## STATED TASK
State how many lines in the entries below contain the string "duck", matching case exactly. Give only the number.

## ROWS
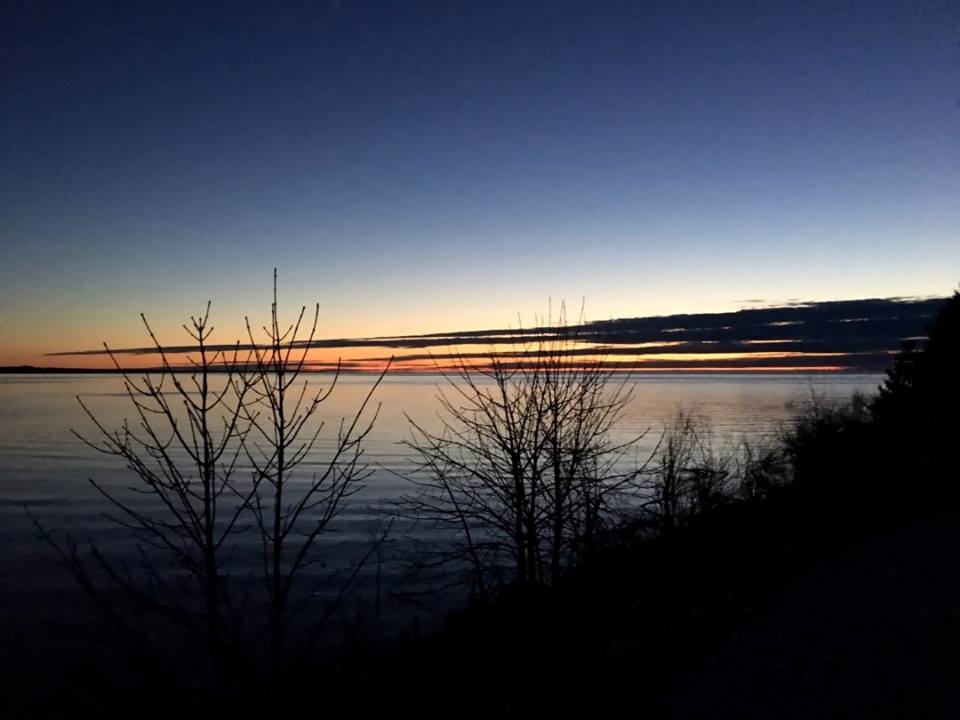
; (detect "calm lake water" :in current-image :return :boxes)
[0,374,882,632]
--
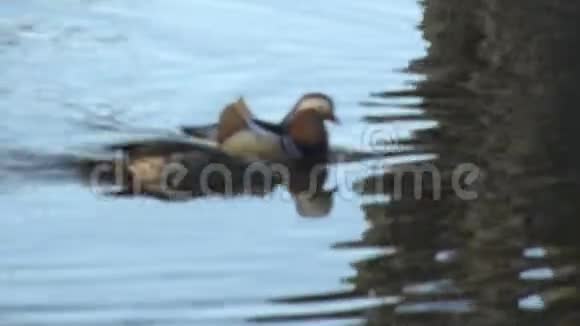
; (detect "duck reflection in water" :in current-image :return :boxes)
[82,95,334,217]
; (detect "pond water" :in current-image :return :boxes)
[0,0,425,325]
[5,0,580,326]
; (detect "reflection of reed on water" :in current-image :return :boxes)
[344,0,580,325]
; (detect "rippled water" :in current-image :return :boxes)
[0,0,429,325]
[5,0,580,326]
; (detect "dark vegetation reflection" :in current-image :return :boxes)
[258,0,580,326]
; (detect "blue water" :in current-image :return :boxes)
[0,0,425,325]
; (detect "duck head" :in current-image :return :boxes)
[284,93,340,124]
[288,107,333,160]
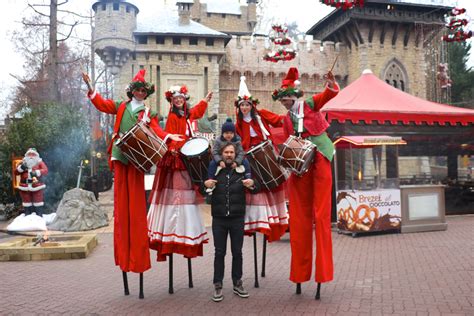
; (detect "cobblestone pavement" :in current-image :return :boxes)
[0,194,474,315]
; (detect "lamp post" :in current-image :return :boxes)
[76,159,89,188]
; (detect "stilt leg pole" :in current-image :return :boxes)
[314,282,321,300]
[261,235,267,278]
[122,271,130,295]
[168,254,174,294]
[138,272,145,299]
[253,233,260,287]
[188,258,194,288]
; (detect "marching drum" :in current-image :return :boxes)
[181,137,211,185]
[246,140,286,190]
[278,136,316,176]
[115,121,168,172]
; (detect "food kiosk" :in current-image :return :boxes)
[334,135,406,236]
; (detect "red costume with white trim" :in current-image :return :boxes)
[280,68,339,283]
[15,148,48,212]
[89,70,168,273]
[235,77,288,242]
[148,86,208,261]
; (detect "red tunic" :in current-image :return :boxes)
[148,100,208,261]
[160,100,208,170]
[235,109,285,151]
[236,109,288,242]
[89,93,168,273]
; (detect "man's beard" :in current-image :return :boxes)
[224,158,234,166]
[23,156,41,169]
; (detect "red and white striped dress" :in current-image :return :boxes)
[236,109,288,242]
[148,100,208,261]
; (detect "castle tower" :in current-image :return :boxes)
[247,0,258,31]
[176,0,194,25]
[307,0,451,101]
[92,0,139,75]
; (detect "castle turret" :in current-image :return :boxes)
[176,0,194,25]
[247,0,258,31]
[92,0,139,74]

## RIGHT ANSWER
2